[Dataset records Boundary: Start]

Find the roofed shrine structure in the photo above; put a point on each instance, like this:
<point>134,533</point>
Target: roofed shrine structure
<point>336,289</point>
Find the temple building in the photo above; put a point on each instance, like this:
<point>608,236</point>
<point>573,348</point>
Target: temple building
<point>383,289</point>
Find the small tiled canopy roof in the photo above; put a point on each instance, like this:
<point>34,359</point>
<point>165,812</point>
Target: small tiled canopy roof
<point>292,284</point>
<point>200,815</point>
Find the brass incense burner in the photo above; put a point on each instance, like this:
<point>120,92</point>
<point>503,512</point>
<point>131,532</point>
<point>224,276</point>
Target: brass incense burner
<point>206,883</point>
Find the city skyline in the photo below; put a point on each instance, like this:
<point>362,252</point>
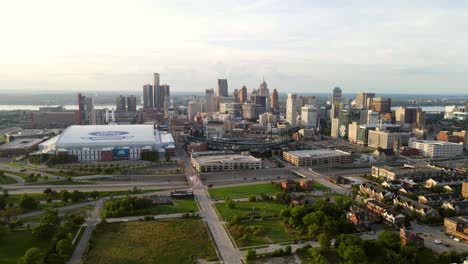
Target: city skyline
<point>298,47</point>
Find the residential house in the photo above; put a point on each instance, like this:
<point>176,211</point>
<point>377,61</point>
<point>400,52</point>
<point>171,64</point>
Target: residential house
<point>457,226</point>
<point>410,205</point>
<point>408,236</point>
<point>374,191</point>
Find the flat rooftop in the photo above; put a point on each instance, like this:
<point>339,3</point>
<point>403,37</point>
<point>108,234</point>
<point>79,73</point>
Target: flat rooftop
<point>219,159</point>
<point>23,143</point>
<point>436,142</point>
<point>317,153</point>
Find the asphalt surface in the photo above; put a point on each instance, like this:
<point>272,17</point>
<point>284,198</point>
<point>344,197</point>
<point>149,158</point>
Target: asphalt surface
<point>90,225</point>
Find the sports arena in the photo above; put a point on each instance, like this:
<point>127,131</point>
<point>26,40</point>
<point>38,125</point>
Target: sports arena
<point>109,142</point>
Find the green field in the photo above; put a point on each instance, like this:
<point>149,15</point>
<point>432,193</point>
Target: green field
<point>16,243</point>
<point>174,241</point>
<point>6,180</point>
<point>243,191</point>
<point>244,209</point>
<point>85,211</point>
<point>274,231</point>
<point>179,206</point>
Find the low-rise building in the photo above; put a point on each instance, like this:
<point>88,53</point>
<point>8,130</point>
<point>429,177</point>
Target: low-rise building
<point>419,172</point>
<point>223,162</point>
<point>457,226</point>
<point>22,146</point>
<point>374,191</point>
<point>317,157</point>
<point>460,207</point>
<point>410,206</point>
<point>437,149</point>
<point>409,236</point>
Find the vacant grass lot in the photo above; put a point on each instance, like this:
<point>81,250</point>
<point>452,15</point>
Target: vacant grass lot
<point>274,231</point>
<point>6,180</point>
<point>243,209</point>
<point>16,243</point>
<point>179,206</point>
<point>148,242</point>
<point>243,191</point>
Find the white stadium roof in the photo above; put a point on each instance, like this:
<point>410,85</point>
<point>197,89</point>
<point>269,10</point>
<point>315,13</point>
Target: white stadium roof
<point>108,136</point>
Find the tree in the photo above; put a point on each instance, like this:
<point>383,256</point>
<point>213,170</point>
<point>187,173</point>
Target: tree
<point>28,202</point>
<point>324,241</point>
<point>64,247</point>
<point>389,239</point>
<point>316,257</point>
<point>48,225</point>
<point>32,256</point>
<point>64,195</point>
<point>3,203</point>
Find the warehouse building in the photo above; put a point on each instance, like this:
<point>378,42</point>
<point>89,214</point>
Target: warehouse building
<point>223,162</point>
<point>437,149</point>
<point>317,157</point>
<point>109,142</point>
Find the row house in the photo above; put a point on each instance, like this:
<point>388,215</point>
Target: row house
<point>374,191</point>
<point>410,205</point>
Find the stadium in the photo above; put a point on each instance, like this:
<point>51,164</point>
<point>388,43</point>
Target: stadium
<point>108,142</point>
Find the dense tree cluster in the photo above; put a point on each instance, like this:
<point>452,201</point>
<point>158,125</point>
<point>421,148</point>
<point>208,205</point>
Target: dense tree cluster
<point>321,217</point>
<point>59,231</point>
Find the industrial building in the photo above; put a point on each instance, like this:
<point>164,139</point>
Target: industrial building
<point>317,157</point>
<point>21,146</point>
<point>109,142</point>
<point>437,149</point>
<point>222,162</point>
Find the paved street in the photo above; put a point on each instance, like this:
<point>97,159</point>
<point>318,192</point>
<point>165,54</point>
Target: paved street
<point>84,241</point>
<point>430,234</point>
<point>228,253</point>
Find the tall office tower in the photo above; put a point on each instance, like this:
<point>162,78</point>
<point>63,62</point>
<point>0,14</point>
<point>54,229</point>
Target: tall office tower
<point>274,101</point>
<point>362,100</point>
<point>194,108</point>
<point>252,95</point>
<point>309,116</point>
<point>336,102</point>
<point>263,89</point>
<point>166,98</point>
<point>131,103</point>
<point>148,98</point>
<point>210,101</point>
<point>381,105</point>
<point>235,94</point>
<point>372,117</point>
<point>243,94</point>
<point>121,104</point>
<point>307,100</point>
<point>222,88</point>
<point>158,96</point>
<point>291,109</point>
<point>81,109</point>
<point>88,101</point>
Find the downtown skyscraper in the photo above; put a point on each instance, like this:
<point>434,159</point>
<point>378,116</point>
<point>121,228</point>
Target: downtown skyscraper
<point>222,88</point>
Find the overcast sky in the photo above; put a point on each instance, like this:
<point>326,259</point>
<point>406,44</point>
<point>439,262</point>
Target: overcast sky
<point>301,46</point>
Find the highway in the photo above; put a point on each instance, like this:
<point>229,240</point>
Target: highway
<point>226,249</point>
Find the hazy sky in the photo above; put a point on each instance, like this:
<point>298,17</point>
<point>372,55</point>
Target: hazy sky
<point>302,46</point>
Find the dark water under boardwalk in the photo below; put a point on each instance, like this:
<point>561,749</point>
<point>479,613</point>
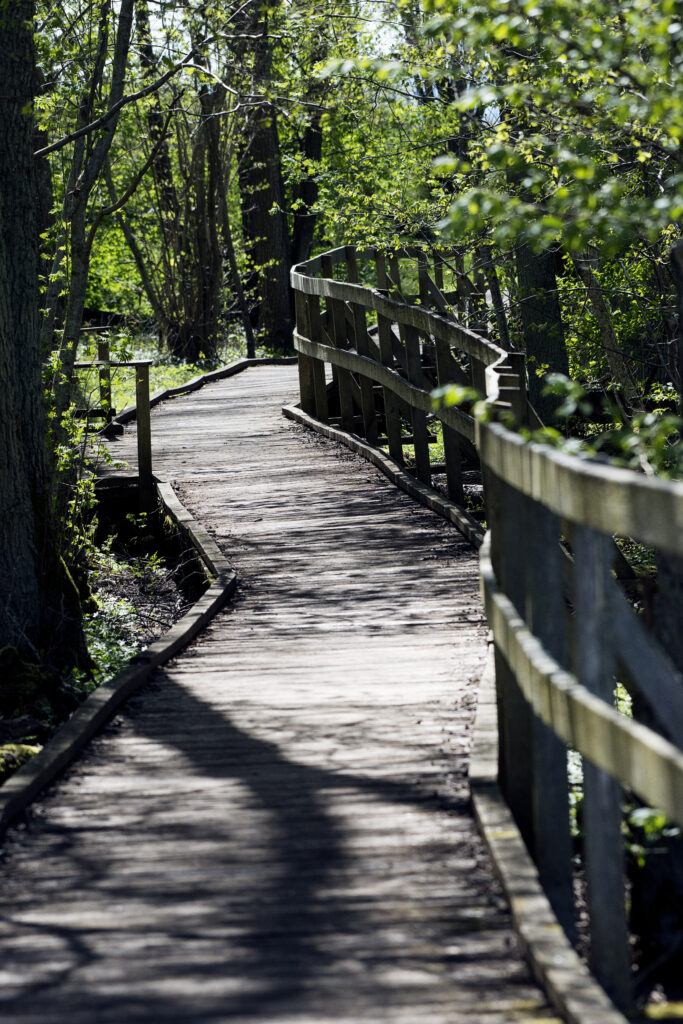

[Dataset records Boundary: End]

Assignment
Omit all pictures while transcribing the entries verbatim.

Answer box
Find the roofed shrine structure in the photo above; put a point on each instance, like this:
<point>134,533</point>
Target: roofed shrine structure
<point>336,289</point>
Find the temple building in the photo above; put a point on each instance, like this:
<point>608,236</point>
<point>573,348</point>
Target: temple building
<point>383,289</point>
Find the small tiled canopy roof in the photo above; put a point on each instance, like this:
<point>34,359</point>
<point>165,812</point>
Target: small tiled canopy roof
<point>292,284</point>
<point>200,815</point>
Find the brass incense burner in the photo above; put a point on each instance, like this:
<point>120,92</point>
<point>503,512</point>
<point>131,532</point>
<point>224,276</point>
Target: brass incense burner
<point>206,883</point>
Find the city skyline in the photo below; put a point on each instance, like this:
<point>362,252</point>
Target: city skyline
<point>298,47</point>
Find the residential house in the photo above; put a point on each instance, like this:
<point>176,211</point>
<point>377,61</point>
<point>400,52</point>
<point>171,64</point>
Target: residential house
<point>457,226</point>
<point>410,205</point>
<point>408,236</point>
<point>374,191</point>
Find the flat rooftop in the photo above; put a point on each instance, like this:
<point>339,3</point>
<point>403,37</point>
<point>108,234</point>
<point>79,73</point>
Target: flat rooftop
<point>219,159</point>
<point>23,143</point>
<point>436,142</point>
<point>317,153</point>
Find the asphalt surface in the photo above; put a point on each instance, like this:
<point>272,17</point>
<point>284,198</point>
<point>344,197</point>
<point>149,158</point>
Target: asphalt surface
<point>90,225</point>
Find the sports arena in the photo above; put a point on each instance, like this:
<point>127,131</point>
<point>26,40</point>
<point>38,125</point>
Target: sports arena
<point>109,142</point>
Find the green field in the photo above; put a point on each instance, like this:
<point>149,15</point>
<point>432,193</point>
Target: green field
<point>16,243</point>
<point>174,241</point>
<point>6,180</point>
<point>243,191</point>
<point>244,209</point>
<point>85,211</point>
<point>274,231</point>
<point>179,206</point>
Find the low-rise building in the photo above; put a point on each instance, like this:
<point>88,53</point>
<point>8,130</point>
<point>429,177</point>
Target: low-rise building
<point>419,172</point>
<point>223,162</point>
<point>457,226</point>
<point>22,146</point>
<point>374,191</point>
<point>317,157</point>
<point>460,207</point>
<point>410,206</point>
<point>437,149</point>
<point>409,236</point>
Find the vacant grass lot in the photo above; put a point on each instance, like this:
<point>81,250</point>
<point>452,15</point>
Target: vacant grass lot
<point>274,231</point>
<point>6,180</point>
<point>243,209</point>
<point>16,243</point>
<point>179,206</point>
<point>148,242</point>
<point>243,191</point>
Find the white stadium roof in the photo above; put a point on each instance, like this:
<point>410,85</point>
<point>197,89</point>
<point>269,10</point>
<point>315,13</point>
Target: white stadium roof
<point>108,136</point>
Find the tree in the photo above; put a point on each instance, like this:
<point>383,256</point>
<point>213,170</point>
<point>187,173</point>
Target: tree
<point>28,202</point>
<point>324,241</point>
<point>64,247</point>
<point>389,239</point>
<point>316,257</point>
<point>48,225</point>
<point>32,256</point>
<point>64,195</point>
<point>3,203</point>
Find the warehouse building in the photo above; put a point on each instance, like this:
<point>378,42</point>
<point>89,214</point>
Target: warehouse building
<point>223,162</point>
<point>437,149</point>
<point>317,157</point>
<point>109,142</point>
Find the row house in the photo above; put a point on each instance, like this:
<point>388,215</point>
Target: row house
<point>374,191</point>
<point>410,205</point>
Find the stadium in the photo above; put a point on each instance, like this:
<point>51,164</point>
<point>388,43</point>
Target: stadium
<point>108,142</point>
Find the dense tree cluster in the photo above; put a point on each instance, like this:
<point>452,201</point>
<point>158,125</point>
<point>421,148</point>
<point>208,205</point>
Target: dense tree cluster
<point>321,217</point>
<point>59,231</point>
Find the industrial building in the photo above; put a point on each instance, like this:
<point>164,139</point>
Target: industrial building
<point>317,157</point>
<point>21,146</point>
<point>109,142</point>
<point>437,149</point>
<point>222,162</point>
Find the paved street in the photo above; put a point on each instance, like this:
<point>97,159</point>
<point>318,192</point>
<point>165,54</point>
Target: paved street
<point>84,241</point>
<point>430,234</point>
<point>228,253</point>
Find the tall office tower in the photo above; put a point on each instance, like this:
<point>162,78</point>
<point>63,62</point>
<point>0,14</point>
<point>54,229</point>
Target: tall office tower
<point>274,101</point>
<point>362,100</point>
<point>194,108</point>
<point>252,95</point>
<point>309,116</point>
<point>336,102</point>
<point>263,89</point>
<point>166,98</point>
<point>131,103</point>
<point>148,98</point>
<point>210,101</point>
<point>381,105</point>
<point>235,94</point>
<point>372,117</point>
<point>243,94</point>
<point>121,104</point>
<point>307,100</point>
<point>222,88</point>
<point>158,96</point>
<point>291,109</point>
<point>81,109</point>
<point>88,101</point>
Find the downtown skyscraper in the photo above; put a point on each instance, like this:
<point>434,159</point>
<point>378,116</point>
<point>121,228</point>
Target: downtown skyscraper
<point>222,88</point>
Find the overcast sky in the photo above; put a point on each instance, like this:
<point>326,259</point>
<point>406,44</point>
<point>439,262</point>
Target: overcast sky
<point>301,46</point>
Find the highway in the photo above; put a point on each instance, like this:
<point>229,240</point>
Target: highway
<point>226,249</point>
Find the hazy sky in the photo above; put a point on each instance, like this:
<point>298,17</point>
<point>372,55</point>
Target: hazy sky
<point>302,46</point>
Find the dark water under boardwalk in the photo below; put a point on each instance, like this:
<point>561,749</point>
<point>479,613</point>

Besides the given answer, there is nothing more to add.